* Records from a data source

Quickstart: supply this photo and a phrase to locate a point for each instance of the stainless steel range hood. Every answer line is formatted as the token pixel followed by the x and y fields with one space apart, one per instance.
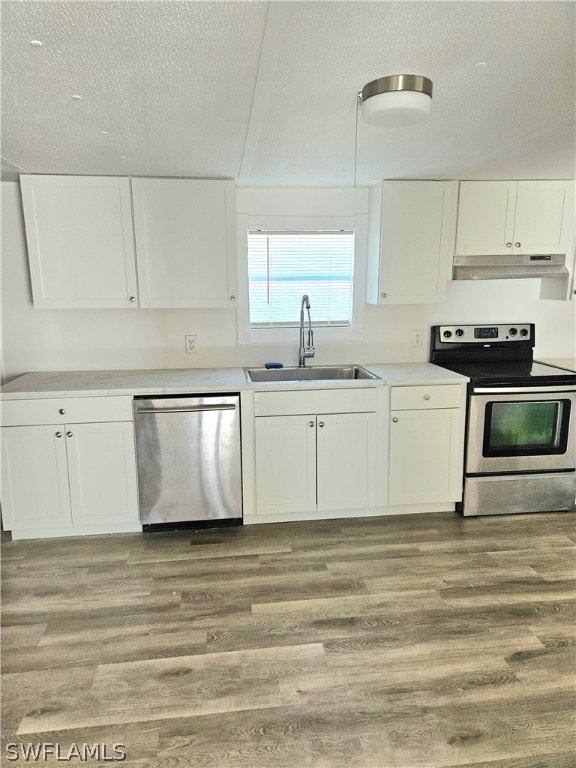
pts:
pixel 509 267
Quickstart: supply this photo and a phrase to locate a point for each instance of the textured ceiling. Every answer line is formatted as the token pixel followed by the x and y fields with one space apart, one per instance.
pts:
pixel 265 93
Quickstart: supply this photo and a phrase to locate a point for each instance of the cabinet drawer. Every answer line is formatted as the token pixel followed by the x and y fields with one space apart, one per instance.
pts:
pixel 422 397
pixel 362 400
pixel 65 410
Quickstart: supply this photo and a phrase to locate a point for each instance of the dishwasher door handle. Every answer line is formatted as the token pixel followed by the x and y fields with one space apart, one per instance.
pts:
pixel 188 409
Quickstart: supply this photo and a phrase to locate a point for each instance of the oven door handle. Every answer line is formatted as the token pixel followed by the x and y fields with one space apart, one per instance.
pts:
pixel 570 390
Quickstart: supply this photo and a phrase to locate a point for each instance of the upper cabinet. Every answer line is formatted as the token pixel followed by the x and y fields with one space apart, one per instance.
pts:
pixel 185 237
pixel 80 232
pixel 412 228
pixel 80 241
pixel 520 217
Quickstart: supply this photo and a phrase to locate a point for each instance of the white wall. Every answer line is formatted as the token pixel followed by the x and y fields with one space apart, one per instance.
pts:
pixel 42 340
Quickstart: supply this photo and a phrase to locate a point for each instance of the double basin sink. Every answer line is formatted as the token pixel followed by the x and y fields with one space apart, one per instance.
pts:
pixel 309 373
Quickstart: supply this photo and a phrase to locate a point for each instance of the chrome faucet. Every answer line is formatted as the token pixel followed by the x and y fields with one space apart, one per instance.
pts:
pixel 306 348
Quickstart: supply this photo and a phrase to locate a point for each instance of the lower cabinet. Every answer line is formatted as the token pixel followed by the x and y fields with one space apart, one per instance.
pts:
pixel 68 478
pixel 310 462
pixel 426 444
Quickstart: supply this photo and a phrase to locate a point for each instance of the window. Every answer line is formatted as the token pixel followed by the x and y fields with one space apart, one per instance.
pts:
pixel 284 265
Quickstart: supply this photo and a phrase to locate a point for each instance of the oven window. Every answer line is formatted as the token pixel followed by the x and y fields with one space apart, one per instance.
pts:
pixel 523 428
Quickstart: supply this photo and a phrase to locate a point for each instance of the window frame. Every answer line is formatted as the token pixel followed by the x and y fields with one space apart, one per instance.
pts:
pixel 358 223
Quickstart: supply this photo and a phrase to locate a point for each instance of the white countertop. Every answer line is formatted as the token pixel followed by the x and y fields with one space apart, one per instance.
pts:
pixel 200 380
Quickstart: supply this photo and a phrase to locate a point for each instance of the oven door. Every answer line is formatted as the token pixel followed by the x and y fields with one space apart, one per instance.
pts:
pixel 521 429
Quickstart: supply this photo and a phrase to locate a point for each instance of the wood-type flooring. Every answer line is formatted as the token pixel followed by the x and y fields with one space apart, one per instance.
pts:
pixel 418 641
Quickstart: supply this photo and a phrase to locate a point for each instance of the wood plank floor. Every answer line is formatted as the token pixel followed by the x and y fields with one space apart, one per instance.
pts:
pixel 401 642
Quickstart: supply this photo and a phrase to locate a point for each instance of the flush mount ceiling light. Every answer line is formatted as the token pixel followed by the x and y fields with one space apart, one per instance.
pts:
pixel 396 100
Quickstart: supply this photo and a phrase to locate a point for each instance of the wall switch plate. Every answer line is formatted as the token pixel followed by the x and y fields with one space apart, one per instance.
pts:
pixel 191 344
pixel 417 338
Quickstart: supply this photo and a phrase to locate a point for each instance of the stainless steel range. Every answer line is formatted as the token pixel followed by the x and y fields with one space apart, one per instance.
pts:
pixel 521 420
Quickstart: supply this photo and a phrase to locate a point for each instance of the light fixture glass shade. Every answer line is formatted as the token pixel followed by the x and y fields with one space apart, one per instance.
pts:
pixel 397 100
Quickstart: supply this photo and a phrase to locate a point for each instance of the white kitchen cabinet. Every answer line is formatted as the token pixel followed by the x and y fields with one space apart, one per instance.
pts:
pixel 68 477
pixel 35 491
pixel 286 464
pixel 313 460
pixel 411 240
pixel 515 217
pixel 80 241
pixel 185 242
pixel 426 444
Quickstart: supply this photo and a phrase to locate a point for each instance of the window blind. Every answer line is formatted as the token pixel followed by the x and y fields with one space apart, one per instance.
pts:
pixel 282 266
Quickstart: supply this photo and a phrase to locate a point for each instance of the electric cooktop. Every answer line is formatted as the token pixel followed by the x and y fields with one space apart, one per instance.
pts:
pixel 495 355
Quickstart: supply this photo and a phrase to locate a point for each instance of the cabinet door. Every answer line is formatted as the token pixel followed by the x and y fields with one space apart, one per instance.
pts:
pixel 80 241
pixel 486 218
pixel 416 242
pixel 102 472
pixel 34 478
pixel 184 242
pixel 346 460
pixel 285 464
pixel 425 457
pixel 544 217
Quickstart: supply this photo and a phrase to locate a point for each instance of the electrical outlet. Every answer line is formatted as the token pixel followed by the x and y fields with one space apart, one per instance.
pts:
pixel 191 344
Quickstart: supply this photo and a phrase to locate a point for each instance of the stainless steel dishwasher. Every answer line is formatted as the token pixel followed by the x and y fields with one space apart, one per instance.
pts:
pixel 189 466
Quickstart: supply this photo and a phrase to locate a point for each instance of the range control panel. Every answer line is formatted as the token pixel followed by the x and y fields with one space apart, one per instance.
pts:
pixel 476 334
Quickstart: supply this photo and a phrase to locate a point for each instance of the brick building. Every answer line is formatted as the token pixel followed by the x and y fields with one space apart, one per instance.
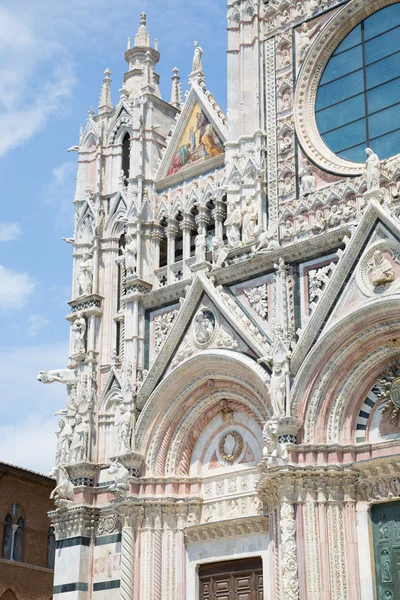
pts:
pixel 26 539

* Work instructions
When copying the records above, please match them exactly but leave out all pictures.

* Output below
Quickstart: supply this photo and a phrase to locate a point for each instance of the stainless steel range hood. Every answer line is formatted as the token pixel followed by the x and y fields with one space apart, one per instance.
pts:
pixel 509 267
Quickstart: supply this photo and a phrase to locate a point for each instance of the textured ceiling. Every answer line is formatted as the token pixel followed by the x and y fields with one space apart, one per instance.
pts:
pixel 265 93
Quickstart: supply this photo and a phrase to locate a point for each instance of the cabinet drawer. Every answer line is formatted as the token pixel followed by the x and y fields with one space apart, one per instance.
pts:
pixel 422 397
pixel 362 400
pixel 65 410
Quickstart: supply this photo and a phrase to locate a point for each instance of the dishwasher door handle. Every answer line is formatted as the token pixel followed by the x and y fields with one space apart, one per instance.
pts:
pixel 188 409
Quickstart: supply this photo and a phrase to locate a point for each instance of the oven door handle. Every answer line is formatted as the token pixel followed by the x and y fields with one space apart, one per instance.
pts:
pixel 570 390
Quickstart: supply this photo and a phrase to locate a point for each instance of the upper cabinet. Every answer line is formatted as the token pixel followed by the x and y fields with one space apart, one per instance.
pts:
pixel 185 237
pixel 80 232
pixel 412 228
pixel 80 241
pixel 520 217
Quickstart: supply this photo and a phrase to locate a point for each instance of the white wall. Every answer line is formatted as the token pixel followed by the x and y fields with one space apart, one per instance.
pts:
pixel 42 340
Quickstart: supply this photo and a phrase to locate a point for each instance of the double basin sink. Every answer line is formatted as the token pixel followed by the x and y fields with one space apart, one per instance.
pts:
pixel 309 373
Quickstart: supply this photo and a phrase to locate a point for each instance of the chrome faucet. Every answer line is formatted as the token pixel followed by the x and y fields with one space apart, one per instance.
pts:
pixel 306 348
Quickstart: supply this photo and a phrase to locate a point for each instance of the lower cabinet. Every answer line is formatted as the token pixel followed by the x and y fields with one space apart, one per instance.
pts:
pixel 68 478
pixel 310 462
pixel 426 444
Quickstart: supply this photo and a phrase to locate a point for each instance of the window. Every answer line is formatted as the token pixel followed by the x and y fields with one space apart, one per instance.
pts:
pixel 284 265
Quickstart: supply this photo and a phrase to locate a point for each instance of the oven window. Every answer line is formatted as the token pixel followed by the x and y fields with one space apart, one per instance.
pts:
pixel 523 428
Quickstart: supply this photo and a phrase to locate a point for each instance of the window frame. Every answer line is formatted as the token pixel followed by the x and y fields with one space apart, one per instance.
pts:
pixel 358 223
Quickstart: supply this photo and a phrase to locate a point for each instance of the white countertop. Every answer line is formatted as the token pixel followed by the x and y fields with one space apart, one per instance.
pts:
pixel 200 380
Quickstart: supply this photo and a phrase to locate a point for each instance of the oven door. Every answer line is formatted as the token pixel followed by the x and y fields with one space apart, one per instance.
pts:
pixel 521 429
Quickstart: supply this photo and a phrase to locate a point for each instance of the wood-type flooring. Every answer line is formatted as the token pixel followed by the x and y fields with one space apart, one per instance.
pts:
pixel 418 641
Quickstart: supply this photo and a phrase to locate a point for each instance of the wood plank floor. Every answer line is formatted as the token pixel followed by the x and y fields with one space apart, one per instance.
pts:
pixel 401 642
Quickstart: supply this photo and a phrase to locate a point for each instance of the flush mount ceiling light. Every answer line is formatted as the token pixel followed by the x and y fields with one space apart, one per instance.
pts:
pixel 396 100
Quickstart: supply this photo and a phrase to locate a point for each instance of the wall switch plate. Every answer line is formatted as the token pixel followed by the x and y fields with one space apart, one per instance.
pts:
pixel 191 344
pixel 417 338
Quickstart: supply this photo and a phrase to locate a point for each instance of the stainless steel range. Every answer line is formatted as the token pixel followed by the x and y fields with one space apart, one per instance.
pts:
pixel 521 420
Quickstart: supply this photo and a phrase to locate a point for each instance of the light fixture glass shade. Every answer line is formatted as the token pixel followed by the x and y fields with one space apart, one per instance.
pts:
pixel 397 100
Quickstart: supply this photo and a phrase to locate a point for each instance of the white kitchen cabinet. Every answer line is formatted as the token pixel followed by the x and y fields with one space apart, one per instance.
pts:
pixel 68 477
pixel 35 491
pixel 286 464
pixel 313 460
pixel 411 240
pixel 515 217
pixel 80 241
pixel 185 242
pixel 426 444
Quickstart: supply this photo and a phrase to locate a point for each instance of the window blind. Every answer line is formatted as the token pixel followed by the x and y fields with one space apart, one per instance.
pts:
pixel 282 266
Quickstart: supply this photo and a phrase to locate a point for each instance of the electric cooktop. Every answer line is formatted as the token pixel followed by the x and y fields with one space apart, one per instance.
pts:
pixel 495 355
Quickstart: supply this photo and a phrase to locate a point for each instance of the cabinet door. Every answer line is formatted as the token pixel followed by the x and y fields with one space apart, one per instance.
pts:
pixel 80 241
pixel 486 218
pixel 416 242
pixel 102 472
pixel 34 478
pixel 184 242
pixel 346 460
pixel 285 464
pixel 425 457
pixel 544 217
Quickstart: supply this photo and a phrase to locate a point for each instance of the electrical outlet. Every answer line is formatted as the token pixel followed by the x and y fields with one space apart, one per instance.
pts:
pixel 191 344
Quickstart: supply this photo and a phrase to locate a point for each instance of the stainless steel dishwasher. Every answer line is formatted as the token pixel followed by the x and y fields with one space apart, one per instance.
pts:
pixel 189 466
Quickstart: supply this photo and a phrase to locate a point for each instance of the range control panel. Every answer line is formatted as the token pixel followed by the x and y fields with one space apart, one per instance.
pts:
pixel 476 334
Quickstart: supply this photo and a phrase to locate a point for each instance of the brick building. Every answer line is formatted as the token pixel followed by the x and y fields with one space apart, one per instance.
pts:
pixel 26 539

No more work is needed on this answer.